Butterworth did not write a great deal of music, and before and during the war he destroyed many works he did not care for, lest he should not return and have the chance to revise them. Of those that survive, his works based on A. E. Housman's collection of poems A Shropshire Lad are among the best known. Many English composers of Butterworth's time set Housman's poetry, including Ralph Vaughan Williams.
In 1911 and 1912, Butterworth wrote eleven settings of Housman's poems from A Shropshire Lad. The poems are:
He used no known folk tunes in the songs, although one ("When I Was One and Twenty") was said to be based on a folk tune that has defied identification. The songs were dedicated to Victor Annesley Barrington-Kennett, a friend from Eton and Oxford, who was also to die in France in 1916. They were eventually published in two sets, Six Songs from A Shropshire Lad (1-6 above) and Bredon Hill and Other Songs (7-11), although the composer never settled on a preferred order. Nine of the songs were first performed at a meeting of the Oxford University Musical Club, organised by Boult. The singer was James Campbell McInnes, with the composer at the piano. Shortly thereafter Boult sang several of the songs at a private function. At this stage, Butterworth still had not completed "On the idle hill of summer" and did not do so until he was living at Cheyne Gardens in London. It is unusual for the songs to be given publicly in full, although each of the published sets is often performed separately and recorded regularly – in fact, they can be said to be among the most frequently performed English art songs. Six Songs from A Shropshire Lad is the more popular set, with "Is My Team Ploughing?" being the most famous song. Another, "Loveliest of Trees", is the basis for his 1912 orchestral rhapsody, also called A Shropshire Lad, which quotes two songs from the whole - "Loveliest of Trees" and "With Rue My Heart Is Laden".

========================================

◆ Stated task A
Answer these questions from the Butterworth passage:
(i) In which years did Butterworth write his eleven settings of Housman's poems?
(ii) Who sang when nine of the songs were first performed at the Oxford University Musical Club?
(iii) Which song is called the most famous one?
◆ Stated task B
Write out the stretch of the Butterworth passage from "Butterworth did not" through "Ralph Vaughan Williams.".
Answer using only the Butterworth passage.

◆ Available data
========================================

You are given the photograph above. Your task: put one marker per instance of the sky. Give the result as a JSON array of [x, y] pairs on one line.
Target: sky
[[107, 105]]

========================================

◆ Final answer A
(i) 1911 and 1912
(ii) James Campbell McInnes
(iii) "Is My Team Ploughing?"

◆ Final answer B
Butterworth did not write a great deal of music, and before and during the war he destroyed many works he did not care for, lest he should not return and have the chance to revise them. Of those that survive, his works based on A. E. Housman's collection of poems A Shropshire Lad are among the best known. Many English composers of Butterworth's time set Housman's poetry, including Ralph Vaughan Williams.